## Input material
......

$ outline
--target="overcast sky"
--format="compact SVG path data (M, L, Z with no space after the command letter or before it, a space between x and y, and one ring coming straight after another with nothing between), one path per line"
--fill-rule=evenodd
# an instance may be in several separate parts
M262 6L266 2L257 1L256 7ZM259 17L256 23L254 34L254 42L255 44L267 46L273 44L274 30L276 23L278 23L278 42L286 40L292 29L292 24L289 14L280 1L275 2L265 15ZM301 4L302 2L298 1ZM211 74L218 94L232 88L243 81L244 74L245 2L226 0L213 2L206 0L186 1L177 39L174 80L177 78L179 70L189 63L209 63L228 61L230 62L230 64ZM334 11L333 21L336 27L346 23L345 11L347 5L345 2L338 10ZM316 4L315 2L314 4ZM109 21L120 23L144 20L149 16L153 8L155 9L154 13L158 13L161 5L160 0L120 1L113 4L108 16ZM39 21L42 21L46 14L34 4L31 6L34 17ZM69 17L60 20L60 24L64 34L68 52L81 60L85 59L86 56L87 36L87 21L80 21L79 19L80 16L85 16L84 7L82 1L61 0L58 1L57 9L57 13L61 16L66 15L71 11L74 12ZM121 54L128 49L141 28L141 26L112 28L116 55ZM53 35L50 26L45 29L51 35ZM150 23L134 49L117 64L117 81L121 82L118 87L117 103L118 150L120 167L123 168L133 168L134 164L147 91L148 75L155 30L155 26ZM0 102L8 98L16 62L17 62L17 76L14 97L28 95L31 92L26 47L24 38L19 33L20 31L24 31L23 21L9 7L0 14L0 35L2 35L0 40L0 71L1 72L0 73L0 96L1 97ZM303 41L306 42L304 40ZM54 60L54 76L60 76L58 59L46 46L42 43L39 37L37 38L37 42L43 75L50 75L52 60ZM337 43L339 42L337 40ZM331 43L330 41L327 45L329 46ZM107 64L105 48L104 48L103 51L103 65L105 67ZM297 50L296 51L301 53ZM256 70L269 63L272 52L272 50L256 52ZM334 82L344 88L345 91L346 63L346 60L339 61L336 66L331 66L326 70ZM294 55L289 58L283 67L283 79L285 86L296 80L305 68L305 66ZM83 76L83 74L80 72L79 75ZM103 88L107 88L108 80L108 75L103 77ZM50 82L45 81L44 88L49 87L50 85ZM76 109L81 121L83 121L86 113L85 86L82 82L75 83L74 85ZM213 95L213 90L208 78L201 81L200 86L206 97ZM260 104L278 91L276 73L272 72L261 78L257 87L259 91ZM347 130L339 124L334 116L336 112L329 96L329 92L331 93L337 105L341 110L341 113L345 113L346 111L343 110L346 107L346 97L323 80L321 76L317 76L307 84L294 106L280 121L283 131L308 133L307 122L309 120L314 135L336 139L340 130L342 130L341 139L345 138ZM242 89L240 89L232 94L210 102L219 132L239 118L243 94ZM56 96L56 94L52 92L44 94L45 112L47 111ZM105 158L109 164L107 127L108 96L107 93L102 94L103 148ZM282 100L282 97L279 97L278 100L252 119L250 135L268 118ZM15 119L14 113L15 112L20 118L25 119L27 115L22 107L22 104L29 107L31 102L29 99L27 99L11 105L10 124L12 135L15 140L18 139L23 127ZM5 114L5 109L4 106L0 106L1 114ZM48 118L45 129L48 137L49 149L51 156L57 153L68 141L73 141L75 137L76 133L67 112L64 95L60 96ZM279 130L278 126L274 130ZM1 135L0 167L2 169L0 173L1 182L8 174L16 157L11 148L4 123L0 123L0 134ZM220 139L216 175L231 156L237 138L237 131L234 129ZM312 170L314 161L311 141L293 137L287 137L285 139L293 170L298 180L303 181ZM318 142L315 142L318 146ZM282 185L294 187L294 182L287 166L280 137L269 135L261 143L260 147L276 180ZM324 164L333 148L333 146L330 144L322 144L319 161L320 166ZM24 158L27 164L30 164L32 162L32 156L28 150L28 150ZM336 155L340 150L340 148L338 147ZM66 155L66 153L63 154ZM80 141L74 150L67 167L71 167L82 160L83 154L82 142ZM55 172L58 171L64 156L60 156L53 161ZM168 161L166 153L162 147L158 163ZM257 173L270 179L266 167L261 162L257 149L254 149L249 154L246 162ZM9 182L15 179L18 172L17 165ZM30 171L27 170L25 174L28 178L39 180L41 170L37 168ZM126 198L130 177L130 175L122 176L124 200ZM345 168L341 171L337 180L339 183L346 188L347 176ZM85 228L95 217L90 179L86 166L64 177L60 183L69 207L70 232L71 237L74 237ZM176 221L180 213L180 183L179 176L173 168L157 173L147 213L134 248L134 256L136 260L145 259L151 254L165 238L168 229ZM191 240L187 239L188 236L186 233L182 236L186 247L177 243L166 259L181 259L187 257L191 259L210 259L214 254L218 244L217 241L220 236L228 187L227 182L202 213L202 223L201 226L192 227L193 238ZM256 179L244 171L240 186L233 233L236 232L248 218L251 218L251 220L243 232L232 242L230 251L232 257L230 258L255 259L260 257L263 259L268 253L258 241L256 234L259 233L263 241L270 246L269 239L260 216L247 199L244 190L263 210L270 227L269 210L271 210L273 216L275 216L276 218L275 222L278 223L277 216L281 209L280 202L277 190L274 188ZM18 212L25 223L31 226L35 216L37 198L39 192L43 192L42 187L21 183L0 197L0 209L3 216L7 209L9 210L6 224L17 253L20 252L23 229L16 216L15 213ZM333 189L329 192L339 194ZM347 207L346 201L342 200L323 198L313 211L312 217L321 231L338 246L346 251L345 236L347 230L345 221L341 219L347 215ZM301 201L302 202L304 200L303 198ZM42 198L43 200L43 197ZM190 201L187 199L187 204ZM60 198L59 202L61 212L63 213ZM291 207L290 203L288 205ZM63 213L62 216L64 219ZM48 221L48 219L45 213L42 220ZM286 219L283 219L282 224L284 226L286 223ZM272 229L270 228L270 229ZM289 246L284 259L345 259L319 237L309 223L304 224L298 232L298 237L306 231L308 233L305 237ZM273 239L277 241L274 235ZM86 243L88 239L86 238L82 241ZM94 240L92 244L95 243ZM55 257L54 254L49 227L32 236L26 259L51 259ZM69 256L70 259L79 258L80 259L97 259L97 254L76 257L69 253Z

......

## Directive
Retype the records starting at the first line and ending at the line containing "--fill-rule=evenodd", keeping every character unchanged.

## Exercise output
$ outline
--target="overcast sky"
--format="compact SVG path data (M, L, Z with no space after the command letter or before it, a space between x and y, and one ring coming straight after another with nothing between), one path per line"
--fill-rule=evenodd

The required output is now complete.